■ TASK OBJECTIVE ■
Copy all the entries below exactly, but not the pictures.

■ Saved data entries ■
----
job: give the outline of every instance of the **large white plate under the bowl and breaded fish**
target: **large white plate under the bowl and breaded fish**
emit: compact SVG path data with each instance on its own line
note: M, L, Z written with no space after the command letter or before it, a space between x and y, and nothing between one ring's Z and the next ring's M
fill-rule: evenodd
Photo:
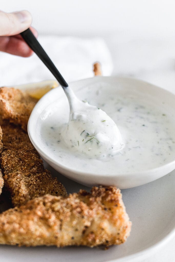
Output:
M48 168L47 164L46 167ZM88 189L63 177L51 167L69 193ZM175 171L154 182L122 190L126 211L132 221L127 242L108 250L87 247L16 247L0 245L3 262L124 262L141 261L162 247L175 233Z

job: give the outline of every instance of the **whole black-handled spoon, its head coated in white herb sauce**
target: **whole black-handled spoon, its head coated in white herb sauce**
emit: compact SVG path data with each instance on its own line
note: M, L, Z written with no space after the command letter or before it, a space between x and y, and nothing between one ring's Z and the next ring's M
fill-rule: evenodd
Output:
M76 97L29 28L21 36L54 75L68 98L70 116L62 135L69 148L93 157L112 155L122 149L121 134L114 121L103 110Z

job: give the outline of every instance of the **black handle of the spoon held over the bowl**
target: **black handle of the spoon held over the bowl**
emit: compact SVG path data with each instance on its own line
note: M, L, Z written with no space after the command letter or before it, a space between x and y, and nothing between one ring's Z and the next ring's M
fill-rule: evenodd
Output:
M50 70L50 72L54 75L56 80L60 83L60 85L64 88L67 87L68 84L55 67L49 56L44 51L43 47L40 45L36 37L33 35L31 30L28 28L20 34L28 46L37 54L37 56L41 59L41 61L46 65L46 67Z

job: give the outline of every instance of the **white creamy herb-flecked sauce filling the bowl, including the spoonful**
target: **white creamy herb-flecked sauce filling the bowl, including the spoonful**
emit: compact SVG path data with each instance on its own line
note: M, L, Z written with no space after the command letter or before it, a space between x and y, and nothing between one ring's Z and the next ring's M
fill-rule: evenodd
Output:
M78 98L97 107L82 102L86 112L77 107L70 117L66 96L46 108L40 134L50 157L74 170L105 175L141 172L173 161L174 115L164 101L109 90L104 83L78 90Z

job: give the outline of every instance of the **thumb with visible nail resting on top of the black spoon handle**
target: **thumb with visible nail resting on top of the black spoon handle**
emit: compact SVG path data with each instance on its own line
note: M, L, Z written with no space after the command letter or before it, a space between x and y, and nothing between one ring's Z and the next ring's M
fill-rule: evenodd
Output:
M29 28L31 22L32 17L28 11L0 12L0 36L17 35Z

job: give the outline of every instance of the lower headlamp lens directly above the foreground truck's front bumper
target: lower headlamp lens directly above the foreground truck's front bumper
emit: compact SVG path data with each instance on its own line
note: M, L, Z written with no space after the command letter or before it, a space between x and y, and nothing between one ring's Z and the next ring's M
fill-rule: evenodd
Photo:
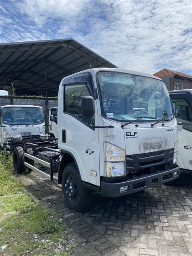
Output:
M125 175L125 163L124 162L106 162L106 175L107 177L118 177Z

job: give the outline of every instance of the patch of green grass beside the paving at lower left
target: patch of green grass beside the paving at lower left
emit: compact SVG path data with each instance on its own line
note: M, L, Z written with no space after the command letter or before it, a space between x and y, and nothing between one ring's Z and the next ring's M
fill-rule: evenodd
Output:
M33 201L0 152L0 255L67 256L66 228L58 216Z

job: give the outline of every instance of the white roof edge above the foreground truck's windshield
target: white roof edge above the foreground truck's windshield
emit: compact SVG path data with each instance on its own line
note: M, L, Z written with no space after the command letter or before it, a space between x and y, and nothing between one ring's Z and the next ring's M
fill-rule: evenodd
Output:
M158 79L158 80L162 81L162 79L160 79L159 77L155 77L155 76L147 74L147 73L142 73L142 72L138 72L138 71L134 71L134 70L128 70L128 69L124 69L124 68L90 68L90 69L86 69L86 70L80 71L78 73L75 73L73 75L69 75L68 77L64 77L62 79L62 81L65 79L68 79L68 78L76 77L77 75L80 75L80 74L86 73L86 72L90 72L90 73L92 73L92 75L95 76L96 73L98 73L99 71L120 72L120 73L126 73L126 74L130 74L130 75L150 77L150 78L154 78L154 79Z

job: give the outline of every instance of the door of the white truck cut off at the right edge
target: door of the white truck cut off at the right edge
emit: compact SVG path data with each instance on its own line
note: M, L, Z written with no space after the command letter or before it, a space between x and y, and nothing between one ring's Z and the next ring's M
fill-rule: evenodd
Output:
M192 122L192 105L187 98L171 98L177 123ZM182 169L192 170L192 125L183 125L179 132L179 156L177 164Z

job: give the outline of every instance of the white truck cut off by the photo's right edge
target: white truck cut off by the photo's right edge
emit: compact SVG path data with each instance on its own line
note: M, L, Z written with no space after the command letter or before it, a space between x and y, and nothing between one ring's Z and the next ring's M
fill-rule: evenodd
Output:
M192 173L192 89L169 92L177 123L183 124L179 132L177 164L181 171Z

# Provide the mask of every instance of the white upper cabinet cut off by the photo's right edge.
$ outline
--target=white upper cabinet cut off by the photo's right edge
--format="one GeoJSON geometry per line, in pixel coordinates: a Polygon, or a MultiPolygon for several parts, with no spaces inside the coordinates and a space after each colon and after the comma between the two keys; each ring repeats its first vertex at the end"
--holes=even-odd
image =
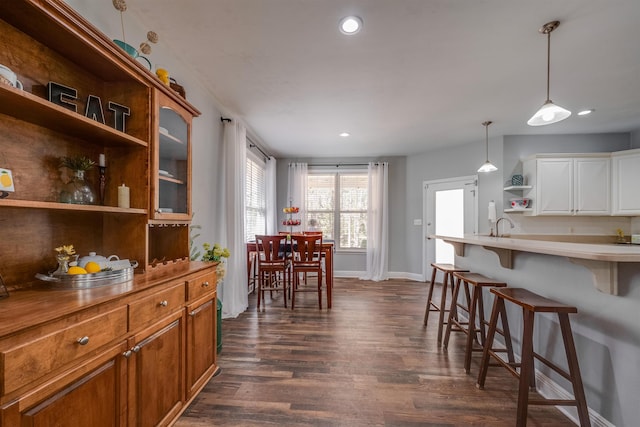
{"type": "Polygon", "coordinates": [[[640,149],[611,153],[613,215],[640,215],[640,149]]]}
----
■ RESULT OF THE EXERCISE ■
job: give the outline of every instance of the **large white plate under the bowl and breaded fish**
target: **large white plate under the bowl and breaded fish**
emit: compact SVG path data with each instance on its own line
note: M, L, Z written with no space after the command letter or before it, a space between x and y, and nothing between one ring's Z and the next ring's M
fill-rule: evenodd
Photo:
Output:
M48 168L47 164L46 167ZM88 189L63 177L51 167L69 193ZM175 171L154 182L122 190L126 211L132 221L127 242L108 250L87 247L16 247L0 245L3 262L124 262L141 261L162 247L175 233Z

job: give the outline of every instance of the **whole black-handled spoon, its head coated in white herb sauce**
target: **whole black-handled spoon, its head coated in white herb sauce**
emit: compact SVG path data with each instance on its own line
note: M, L, Z written with no space after the command letter or before it, a space between x and y, and nothing between one ring's Z and the next ring's M
fill-rule: evenodd
Output:
M76 97L29 28L21 36L54 75L68 98L70 116L62 135L69 148L93 157L112 155L122 149L121 134L114 121L103 110Z

job: give the outline of every instance of the **black handle of the spoon held over the bowl**
target: **black handle of the spoon held over the bowl**
emit: compact SVG path data with each instance on its own line
note: M, L, Z written with no space after the command letter or before it, a space between x and y, and nothing between one ring's Z and the next ring's M
fill-rule: evenodd
Output:
M50 70L50 72L54 75L56 80L60 83L60 85L64 88L67 87L68 84L55 67L49 56L44 51L43 47L40 45L36 37L33 35L31 30L28 28L20 34L28 46L37 54L37 56L41 59L41 61L46 65L46 67Z

job: give the outline of every instance of the **white creamy herb-flecked sauce filling the bowl, including the spoonful**
target: **white creamy herb-flecked sauce filling the bowl, including the spoonful**
emit: compact SVG path data with each instance on its own line
note: M, L, Z written with no space after the command letter or before it, a space between x and y, and nothing between one ring's Z and the next ring's M
fill-rule: evenodd
Output:
M78 98L97 107L82 102L86 112L77 107L70 117L66 96L46 108L40 134L50 157L74 170L105 175L141 172L173 161L174 115L164 101L109 90L104 83L78 90Z

job: give the outline of every instance of the **thumb with visible nail resting on top of the black spoon handle**
target: **thumb with visible nail resting on top of the black spoon handle**
emit: compact SVG path data with each instance on its own line
note: M, L, Z written with no space after the command letter or before it, a space between x and y, and nothing between one ring's Z and the next ring's M
fill-rule: evenodd
Output:
M29 28L31 22L32 17L28 11L0 12L0 36L17 35Z

job: give the outline of every instance of the lower headlamp lens directly above the foreground truck's front bumper
target: lower headlamp lens directly above the foreground truck's front bumper
emit: compact SVG path data with each instance on its own line
note: M, L, Z written with no space after the command letter or before it, a space between x and y, and nothing between one ring's Z and the next ring's M
fill-rule: evenodd
Photo:
Output:
M125 175L125 163L124 162L106 162L106 175L107 177L118 177Z

job: give the outline of every instance of the patch of green grass beside the paving at lower left
target: patch of green grass beside the paving at lower left
emit: compact SVG path data with each instance on its own line
note: M, L, Z written with no space after the command letter or before it, a space between x and y, and nothing between one ring's Z and the next ring's M
fill-rule: evenodd
Output:
M33 201L0 152L0 255L67 256L66 228L58 216Z

job: give the outline of every instance of the white roof edge above the foreground truck's windshield
target: white roof edge above the foreground truck's windshield
emit: compact SVG path data with each instance on its own line
note: M, L, Z written with no space after the command letter or before it, a space between x and y, and nothing between one ring's Z and the next ring's M
fill-rule: evenodd
Output:
M158 79L158 80L162 81L162 79L160 79L159 77L155 77L155 76L147 74L147 73L142 73L142 72L138 72L138 71L134 71L134 70L128 70L128 69L124 69L124 68L90 68L90 69L86 69L86 70L80 71L78 73L75 73L73 75L69 75L68 77L64 77L62 79L62 81L65 79L68 79L68 78L76 77L77 75L80 75L80 74L86 73L86 72L90 72L90 73L92 73L92 75L95 76L96 73L98 73L99 71L120 72L120 73L126 73L126 74L130 74L130 75L150 77L150 78L154 78L154 79Z

job: give the outline of every instance of the door of the white truck cut off at the right edge
target: door of the white truck cut off at the right edge
emit: compact SVG path data with each instance on its own line
note: M, L, Z written with no space after the command letter or before it, a space between x and y, and nothing between one ring's Z and the next ring's M
fill-rule: evenodd
Output:
M192 122L192 105L187 98L171 98L177 123ZM182 169L192 170L192 125L183 125L179 132L179 156L177 164Z

job: give the outline of every instance of the white truck cut off by the photo's right edge
target: white truck cut off by the photo's right edge
emit: compact SVG path data with each instance on its own line
note: M, L, Z written with no space after the command letter or before it, a space between x and y, and nothing between one ring's Z and the next ring's M
fill-rule: evenodd
Output:
M192 173L192 89L169 92L177 123L183 124L179 132L177 164L181 171Z

# Provide the mask of every instance of the white upper cabinet cut off by the photo's right edge.
$ outline
--target=white upper cabinet cut off by the photo's right edge
--format="one GeoJSON geometry per line, in pixel coordinates: a Polygon, or a MultiPolygon for several parts, with no spaces inside the coordinates and a space after each colon and after the comma between the two keys; each ring repeats its first vertex at the end"
--holes=even-odd
image =
{"type": "Polygon", "coordinates": [[[640,149],[611,153],[613,215],[640,215],[640,149]]]}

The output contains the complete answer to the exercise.